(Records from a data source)

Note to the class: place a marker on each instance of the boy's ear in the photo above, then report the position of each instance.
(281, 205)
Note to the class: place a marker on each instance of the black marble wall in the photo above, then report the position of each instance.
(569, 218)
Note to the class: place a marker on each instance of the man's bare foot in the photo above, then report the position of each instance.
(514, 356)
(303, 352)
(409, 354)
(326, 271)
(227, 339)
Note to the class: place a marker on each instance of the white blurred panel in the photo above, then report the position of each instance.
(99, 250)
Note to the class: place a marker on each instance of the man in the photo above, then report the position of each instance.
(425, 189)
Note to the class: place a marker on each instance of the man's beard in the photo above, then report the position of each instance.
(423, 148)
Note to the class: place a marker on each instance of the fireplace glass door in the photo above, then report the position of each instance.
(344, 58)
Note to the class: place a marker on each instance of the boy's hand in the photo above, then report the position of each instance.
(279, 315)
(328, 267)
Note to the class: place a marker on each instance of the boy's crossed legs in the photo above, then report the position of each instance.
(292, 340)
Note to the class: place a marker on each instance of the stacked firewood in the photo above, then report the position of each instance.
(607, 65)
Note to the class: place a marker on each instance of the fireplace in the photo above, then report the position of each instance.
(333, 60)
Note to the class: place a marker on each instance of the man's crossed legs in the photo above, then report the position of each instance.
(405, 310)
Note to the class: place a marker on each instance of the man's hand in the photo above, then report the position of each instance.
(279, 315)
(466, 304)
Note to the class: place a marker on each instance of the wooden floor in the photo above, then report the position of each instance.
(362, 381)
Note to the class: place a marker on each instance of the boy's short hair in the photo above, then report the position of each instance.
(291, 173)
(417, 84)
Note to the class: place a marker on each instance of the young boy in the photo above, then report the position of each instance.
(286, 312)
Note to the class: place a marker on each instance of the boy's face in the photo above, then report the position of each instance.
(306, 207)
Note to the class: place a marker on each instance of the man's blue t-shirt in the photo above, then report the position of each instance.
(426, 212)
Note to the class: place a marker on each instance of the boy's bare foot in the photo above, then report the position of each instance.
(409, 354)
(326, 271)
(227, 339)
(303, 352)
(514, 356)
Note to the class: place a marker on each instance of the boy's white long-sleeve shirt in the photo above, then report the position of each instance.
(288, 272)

What you have to do: With the records above in view, retype each one exactly.

Written answer:
Note to the class: place a marker on each instance of the boy's ear in the photo above, then report the position of each instance.
(281, 205)
Note to the class: place a marker on each instance of the black marble wall in the photo above, then report the position of each instance.
(569, 218)
Note to the class: place a marker on each instance of the man's bare foot in the photo above, then report the position of each instance.
(514, 356)
(303, 352)
(409, 354)
(326, 271)
(227, 339)
Note to the class: place a marker on each instance of the white blurred panel in the photo above, then report the position of each instance.
(99, 250)
Note to the class: place a marker on each instance of the man in the photo above, then report the position of each instance.
(425, 189)
Note to the class: place a marker on each instance of the man's beard in the photo above, then report the position of each instance.
(423, 148)
Note to the class: place a marker on each instance of the fireplace glass door in the photo above, then report the position of each instance.
(344, 58)
Note to the class: place a marker on each instance of the boy's hand in the photo above, then report the position of each instance.
(279, 315)
(328, 267)
Note to the class: place a marker on each instance of the boy's crossed legs in the photo above, then report the position of each instance.
(292, 340)
Note to the class: place a marker on each instance of the stacked firewood in the photo above, then report the position of each instance.
(607, 65)
Note to the class: place a marker on each instance of the fireplace in the photo above, then report the position of each instance.
(333, 60)
Note to the class: place a marker on each instance of the man's crossed legs in the photo above, then report the position of each instance.
(405, 310)
Note to the class: place a marker on each instance of the man's hand in the photo above, then report the position of each instance.
(279, 315)
(466, 304)
Note to the class: place a marker on each instance of the wooden floor in the photo above, then report the position of each instance.
(362, 381)
Note to the class: place a marker on each instance of the boy's short hair in the photo above, then report the position of each instance.
(291, 173)
(417, 84)
Note to the class: place a marker on each instance of the young boy in the photo above, then report the position of each instance.
(286, 312)
Note to the class: place a marker on each instance of the boy's face in the photo above, then report the position of each instance.
(306, 207)
Note to the class: place a marker on each instance of the man's blue t-shirt in the photo above, then report the position of each instance.
(426, 212)
Note to the class: place a marker on each instance of the boy's bare foot in the photo above, then report the position of each instance.
(409, 354)
(326, 271)
(227, 339)
(303, 352)
(514, 356)
Note to the class: place a marker on each instance of the boy's white long-sleeve shirt in the photo above, then report the position of each instance.
(288, 272)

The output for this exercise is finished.